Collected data
■ ■ ■ ■
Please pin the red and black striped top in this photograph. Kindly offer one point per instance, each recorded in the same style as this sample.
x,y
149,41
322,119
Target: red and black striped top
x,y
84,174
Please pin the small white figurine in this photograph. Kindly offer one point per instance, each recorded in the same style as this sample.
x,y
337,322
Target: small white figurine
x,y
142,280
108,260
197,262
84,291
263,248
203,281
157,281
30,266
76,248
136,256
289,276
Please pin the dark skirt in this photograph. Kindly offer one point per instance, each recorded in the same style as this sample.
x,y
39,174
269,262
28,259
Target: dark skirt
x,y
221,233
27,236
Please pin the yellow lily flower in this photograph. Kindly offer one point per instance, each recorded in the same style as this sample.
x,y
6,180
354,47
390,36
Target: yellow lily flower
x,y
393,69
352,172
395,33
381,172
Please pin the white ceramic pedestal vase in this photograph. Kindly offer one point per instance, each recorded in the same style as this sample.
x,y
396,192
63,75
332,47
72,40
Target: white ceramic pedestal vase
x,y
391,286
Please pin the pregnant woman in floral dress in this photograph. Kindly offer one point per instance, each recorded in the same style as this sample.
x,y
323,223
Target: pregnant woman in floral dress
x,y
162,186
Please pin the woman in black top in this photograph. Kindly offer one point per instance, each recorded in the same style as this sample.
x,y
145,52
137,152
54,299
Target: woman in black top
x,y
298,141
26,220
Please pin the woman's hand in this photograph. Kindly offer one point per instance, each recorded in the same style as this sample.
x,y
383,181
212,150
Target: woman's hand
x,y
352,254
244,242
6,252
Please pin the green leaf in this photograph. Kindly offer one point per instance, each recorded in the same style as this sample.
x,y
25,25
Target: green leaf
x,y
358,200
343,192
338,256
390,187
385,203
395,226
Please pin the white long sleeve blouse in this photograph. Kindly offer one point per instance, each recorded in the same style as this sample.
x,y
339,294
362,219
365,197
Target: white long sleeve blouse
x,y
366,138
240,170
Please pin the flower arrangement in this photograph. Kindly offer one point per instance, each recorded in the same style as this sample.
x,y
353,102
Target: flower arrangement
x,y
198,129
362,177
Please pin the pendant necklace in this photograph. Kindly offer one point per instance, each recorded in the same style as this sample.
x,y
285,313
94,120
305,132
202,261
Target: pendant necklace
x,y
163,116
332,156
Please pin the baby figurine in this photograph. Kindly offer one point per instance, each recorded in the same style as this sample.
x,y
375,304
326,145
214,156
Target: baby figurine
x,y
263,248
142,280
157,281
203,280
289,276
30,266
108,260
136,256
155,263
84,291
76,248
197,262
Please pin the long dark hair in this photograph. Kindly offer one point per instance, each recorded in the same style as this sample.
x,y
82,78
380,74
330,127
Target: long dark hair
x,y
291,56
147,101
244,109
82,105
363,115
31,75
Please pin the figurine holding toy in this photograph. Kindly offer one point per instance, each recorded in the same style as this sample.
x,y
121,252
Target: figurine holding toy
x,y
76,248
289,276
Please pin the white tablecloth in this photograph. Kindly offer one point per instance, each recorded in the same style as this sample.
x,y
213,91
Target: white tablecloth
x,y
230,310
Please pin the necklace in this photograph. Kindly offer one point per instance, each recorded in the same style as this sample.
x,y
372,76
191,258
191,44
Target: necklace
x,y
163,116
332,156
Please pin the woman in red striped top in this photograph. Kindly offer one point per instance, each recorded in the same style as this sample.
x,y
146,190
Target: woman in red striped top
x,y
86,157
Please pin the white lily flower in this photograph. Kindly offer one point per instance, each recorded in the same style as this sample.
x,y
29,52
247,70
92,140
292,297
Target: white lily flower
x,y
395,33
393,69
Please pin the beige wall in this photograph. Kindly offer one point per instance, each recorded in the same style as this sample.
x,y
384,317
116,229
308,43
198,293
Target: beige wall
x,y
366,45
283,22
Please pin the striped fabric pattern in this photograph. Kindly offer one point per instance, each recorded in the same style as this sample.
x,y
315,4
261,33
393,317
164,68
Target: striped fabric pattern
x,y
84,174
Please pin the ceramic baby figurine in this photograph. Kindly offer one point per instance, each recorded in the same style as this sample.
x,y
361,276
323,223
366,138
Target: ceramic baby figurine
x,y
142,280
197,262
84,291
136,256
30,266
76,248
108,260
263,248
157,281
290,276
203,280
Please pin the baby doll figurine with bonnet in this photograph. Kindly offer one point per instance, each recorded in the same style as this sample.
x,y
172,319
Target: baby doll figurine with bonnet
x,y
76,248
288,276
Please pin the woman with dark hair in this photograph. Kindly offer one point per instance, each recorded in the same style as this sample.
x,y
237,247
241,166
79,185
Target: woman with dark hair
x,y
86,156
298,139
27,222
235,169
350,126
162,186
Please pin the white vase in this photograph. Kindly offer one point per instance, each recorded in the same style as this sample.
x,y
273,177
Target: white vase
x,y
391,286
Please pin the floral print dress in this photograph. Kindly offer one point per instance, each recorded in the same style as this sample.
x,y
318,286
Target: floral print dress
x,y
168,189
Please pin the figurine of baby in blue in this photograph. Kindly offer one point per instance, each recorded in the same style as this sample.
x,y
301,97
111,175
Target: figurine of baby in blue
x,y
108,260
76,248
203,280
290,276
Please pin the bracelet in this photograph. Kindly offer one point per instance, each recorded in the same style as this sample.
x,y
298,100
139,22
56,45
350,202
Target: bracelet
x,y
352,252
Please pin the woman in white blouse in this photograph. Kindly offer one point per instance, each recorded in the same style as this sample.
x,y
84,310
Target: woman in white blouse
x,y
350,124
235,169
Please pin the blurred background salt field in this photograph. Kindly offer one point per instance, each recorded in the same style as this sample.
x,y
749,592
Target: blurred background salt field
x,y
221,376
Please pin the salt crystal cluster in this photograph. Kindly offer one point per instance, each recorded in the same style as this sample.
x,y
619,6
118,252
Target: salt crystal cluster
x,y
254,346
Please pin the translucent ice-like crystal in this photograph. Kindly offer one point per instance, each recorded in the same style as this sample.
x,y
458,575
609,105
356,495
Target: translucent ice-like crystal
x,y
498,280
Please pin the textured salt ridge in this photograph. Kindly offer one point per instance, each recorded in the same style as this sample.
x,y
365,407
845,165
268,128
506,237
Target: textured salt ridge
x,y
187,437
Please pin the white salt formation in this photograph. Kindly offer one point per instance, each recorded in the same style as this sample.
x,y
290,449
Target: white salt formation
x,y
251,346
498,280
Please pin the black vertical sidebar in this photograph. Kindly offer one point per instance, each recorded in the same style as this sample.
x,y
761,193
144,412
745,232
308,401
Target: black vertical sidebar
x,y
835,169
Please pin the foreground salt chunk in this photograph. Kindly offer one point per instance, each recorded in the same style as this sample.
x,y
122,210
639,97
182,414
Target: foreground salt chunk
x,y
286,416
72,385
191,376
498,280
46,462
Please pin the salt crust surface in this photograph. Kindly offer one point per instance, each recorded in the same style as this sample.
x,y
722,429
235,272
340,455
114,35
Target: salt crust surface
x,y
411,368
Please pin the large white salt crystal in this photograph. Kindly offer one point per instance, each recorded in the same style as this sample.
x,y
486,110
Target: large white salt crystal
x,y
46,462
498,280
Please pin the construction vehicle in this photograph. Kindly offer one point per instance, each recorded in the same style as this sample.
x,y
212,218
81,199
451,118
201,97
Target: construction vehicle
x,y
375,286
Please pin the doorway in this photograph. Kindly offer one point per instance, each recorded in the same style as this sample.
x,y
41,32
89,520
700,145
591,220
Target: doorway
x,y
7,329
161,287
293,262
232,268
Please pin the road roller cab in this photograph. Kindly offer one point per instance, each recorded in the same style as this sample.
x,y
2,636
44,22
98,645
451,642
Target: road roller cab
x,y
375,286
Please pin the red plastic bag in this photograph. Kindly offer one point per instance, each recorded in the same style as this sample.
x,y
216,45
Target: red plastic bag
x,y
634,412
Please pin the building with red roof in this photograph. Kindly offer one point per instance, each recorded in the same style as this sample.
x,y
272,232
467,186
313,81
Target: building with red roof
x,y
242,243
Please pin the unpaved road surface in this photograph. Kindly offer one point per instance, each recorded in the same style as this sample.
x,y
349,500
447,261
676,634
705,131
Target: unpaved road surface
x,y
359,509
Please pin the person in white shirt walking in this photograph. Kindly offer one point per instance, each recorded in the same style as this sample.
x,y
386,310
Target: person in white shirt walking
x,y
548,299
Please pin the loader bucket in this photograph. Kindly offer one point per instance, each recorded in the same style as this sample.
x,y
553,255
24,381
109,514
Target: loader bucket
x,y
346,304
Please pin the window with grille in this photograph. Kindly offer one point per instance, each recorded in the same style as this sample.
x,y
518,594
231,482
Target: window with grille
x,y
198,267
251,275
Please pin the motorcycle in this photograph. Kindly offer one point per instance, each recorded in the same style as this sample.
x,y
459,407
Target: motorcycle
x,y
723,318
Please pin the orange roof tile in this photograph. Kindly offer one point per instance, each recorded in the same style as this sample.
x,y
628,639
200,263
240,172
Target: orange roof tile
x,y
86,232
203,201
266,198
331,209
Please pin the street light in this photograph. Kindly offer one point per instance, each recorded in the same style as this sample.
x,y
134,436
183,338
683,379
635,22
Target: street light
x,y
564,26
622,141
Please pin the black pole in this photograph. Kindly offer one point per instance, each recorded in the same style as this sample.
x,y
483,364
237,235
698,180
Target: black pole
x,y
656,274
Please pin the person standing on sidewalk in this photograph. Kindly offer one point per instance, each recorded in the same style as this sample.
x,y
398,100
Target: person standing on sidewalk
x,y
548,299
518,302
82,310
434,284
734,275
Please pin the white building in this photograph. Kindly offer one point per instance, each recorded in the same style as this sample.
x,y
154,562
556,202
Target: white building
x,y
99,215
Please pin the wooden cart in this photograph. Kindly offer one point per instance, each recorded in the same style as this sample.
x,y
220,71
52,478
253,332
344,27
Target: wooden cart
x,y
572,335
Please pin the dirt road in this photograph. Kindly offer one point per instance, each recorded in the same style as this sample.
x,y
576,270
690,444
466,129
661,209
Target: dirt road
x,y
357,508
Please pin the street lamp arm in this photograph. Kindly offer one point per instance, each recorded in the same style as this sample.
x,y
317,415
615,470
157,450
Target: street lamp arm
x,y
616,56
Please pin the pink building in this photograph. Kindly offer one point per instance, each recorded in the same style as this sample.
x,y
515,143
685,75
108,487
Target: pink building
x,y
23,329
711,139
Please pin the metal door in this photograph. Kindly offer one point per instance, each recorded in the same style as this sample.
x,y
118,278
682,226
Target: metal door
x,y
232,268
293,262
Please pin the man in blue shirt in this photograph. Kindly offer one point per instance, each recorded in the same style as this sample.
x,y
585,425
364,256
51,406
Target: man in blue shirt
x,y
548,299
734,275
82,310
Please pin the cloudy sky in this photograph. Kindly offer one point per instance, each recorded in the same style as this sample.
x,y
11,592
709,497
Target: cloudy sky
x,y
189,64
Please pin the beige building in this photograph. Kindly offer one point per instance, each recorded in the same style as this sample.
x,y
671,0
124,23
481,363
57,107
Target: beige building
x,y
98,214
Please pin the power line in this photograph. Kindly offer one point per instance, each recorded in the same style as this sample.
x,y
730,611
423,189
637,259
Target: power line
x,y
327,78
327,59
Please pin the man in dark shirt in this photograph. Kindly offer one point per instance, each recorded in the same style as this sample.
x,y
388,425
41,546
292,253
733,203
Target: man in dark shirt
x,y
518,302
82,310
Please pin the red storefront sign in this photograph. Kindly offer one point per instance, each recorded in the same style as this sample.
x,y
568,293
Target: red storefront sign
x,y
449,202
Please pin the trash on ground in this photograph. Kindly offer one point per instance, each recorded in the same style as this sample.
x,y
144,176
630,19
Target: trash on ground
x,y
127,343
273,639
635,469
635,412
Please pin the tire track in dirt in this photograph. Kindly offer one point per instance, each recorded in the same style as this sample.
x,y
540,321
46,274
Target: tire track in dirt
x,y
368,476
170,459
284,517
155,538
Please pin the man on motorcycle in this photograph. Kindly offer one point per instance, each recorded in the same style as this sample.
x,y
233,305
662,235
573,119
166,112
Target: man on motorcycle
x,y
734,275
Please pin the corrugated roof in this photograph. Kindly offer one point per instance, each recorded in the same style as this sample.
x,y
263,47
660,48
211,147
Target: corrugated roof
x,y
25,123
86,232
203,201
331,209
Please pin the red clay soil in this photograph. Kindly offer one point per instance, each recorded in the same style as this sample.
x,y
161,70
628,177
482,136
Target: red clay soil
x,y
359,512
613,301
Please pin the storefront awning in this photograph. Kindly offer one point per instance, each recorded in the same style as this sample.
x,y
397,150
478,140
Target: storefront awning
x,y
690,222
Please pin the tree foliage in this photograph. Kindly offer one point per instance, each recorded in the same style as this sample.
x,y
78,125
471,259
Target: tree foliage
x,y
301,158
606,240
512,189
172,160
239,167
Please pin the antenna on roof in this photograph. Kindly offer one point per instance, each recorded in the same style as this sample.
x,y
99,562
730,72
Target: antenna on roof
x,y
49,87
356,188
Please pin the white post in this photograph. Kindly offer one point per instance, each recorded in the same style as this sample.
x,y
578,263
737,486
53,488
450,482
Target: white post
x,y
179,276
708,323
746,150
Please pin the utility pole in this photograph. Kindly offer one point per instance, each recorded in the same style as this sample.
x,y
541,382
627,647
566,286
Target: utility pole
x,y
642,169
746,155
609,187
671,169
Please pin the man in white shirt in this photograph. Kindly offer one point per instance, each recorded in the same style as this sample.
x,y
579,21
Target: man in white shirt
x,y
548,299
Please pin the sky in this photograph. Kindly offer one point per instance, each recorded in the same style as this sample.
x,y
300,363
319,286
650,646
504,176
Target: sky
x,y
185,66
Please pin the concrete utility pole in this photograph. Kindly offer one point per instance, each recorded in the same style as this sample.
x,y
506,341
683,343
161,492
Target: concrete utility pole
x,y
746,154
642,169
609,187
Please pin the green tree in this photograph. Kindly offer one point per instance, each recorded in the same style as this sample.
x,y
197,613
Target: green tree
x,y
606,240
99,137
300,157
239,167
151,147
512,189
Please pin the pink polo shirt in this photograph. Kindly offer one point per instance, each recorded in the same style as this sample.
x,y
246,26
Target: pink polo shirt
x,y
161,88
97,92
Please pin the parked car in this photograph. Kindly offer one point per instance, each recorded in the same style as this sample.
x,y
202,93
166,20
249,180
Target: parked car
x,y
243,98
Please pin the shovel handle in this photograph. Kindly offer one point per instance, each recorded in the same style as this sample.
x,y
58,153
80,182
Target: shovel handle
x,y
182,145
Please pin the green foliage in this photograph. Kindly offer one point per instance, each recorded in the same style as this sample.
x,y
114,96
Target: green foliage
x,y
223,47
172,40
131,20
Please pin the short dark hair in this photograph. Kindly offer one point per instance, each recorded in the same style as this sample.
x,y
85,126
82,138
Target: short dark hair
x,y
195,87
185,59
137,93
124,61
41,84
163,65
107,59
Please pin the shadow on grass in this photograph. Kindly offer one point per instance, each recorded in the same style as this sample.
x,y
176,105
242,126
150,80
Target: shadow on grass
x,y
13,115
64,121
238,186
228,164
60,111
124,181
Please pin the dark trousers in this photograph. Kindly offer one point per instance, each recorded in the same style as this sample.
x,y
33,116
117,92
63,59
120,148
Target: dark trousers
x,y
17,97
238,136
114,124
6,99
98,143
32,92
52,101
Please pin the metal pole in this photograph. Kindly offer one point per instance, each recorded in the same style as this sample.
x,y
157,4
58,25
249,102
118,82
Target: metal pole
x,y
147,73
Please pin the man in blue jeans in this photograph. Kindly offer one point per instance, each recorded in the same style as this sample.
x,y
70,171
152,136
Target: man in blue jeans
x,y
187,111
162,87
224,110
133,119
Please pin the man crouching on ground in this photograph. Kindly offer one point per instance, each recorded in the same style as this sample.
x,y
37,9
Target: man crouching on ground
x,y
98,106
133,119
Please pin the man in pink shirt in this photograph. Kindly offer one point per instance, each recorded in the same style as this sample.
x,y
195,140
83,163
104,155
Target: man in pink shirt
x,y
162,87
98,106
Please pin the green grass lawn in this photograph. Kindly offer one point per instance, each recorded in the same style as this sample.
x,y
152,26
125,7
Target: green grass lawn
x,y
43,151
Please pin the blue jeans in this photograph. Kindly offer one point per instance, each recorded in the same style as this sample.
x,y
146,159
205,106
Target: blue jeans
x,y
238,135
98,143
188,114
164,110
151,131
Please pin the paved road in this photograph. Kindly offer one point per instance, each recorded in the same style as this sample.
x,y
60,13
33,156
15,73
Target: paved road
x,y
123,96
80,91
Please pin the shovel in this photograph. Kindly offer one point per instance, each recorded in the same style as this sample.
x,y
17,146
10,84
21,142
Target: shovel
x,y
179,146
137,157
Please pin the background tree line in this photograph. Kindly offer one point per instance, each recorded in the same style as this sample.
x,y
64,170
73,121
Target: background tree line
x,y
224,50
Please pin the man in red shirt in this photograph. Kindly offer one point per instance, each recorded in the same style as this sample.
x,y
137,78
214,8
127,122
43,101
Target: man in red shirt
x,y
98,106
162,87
■ ■ ■ ■
*EXERCISE TASK:* Everything from the line containing "Please pin the shovel in" through the last line of the records must be given again exactly; leave out all other lines.

*THE COMPLETED TASK:*
Please pin the shovel in this photograph. Kindly offer one point per instance, each recorded in the same style as this sample.
x,y
17,146
10,84
21,142
Target: shovel
x,y
179,146
137,157
Please pin the background tree line in this photograph. Kindly offer one point per instance, each recorded in the same style as this sample.
x,y
64,170
73,121
Target: background tree line
x,y
224,50
Please pin the man in red shirt in this photograph. Kindly offer one point per instance, each recorded in the same style as this sample.
x,y
137,78
214,8
127,122
43,101
Target: man in red shirt
x,y
98,106
162,87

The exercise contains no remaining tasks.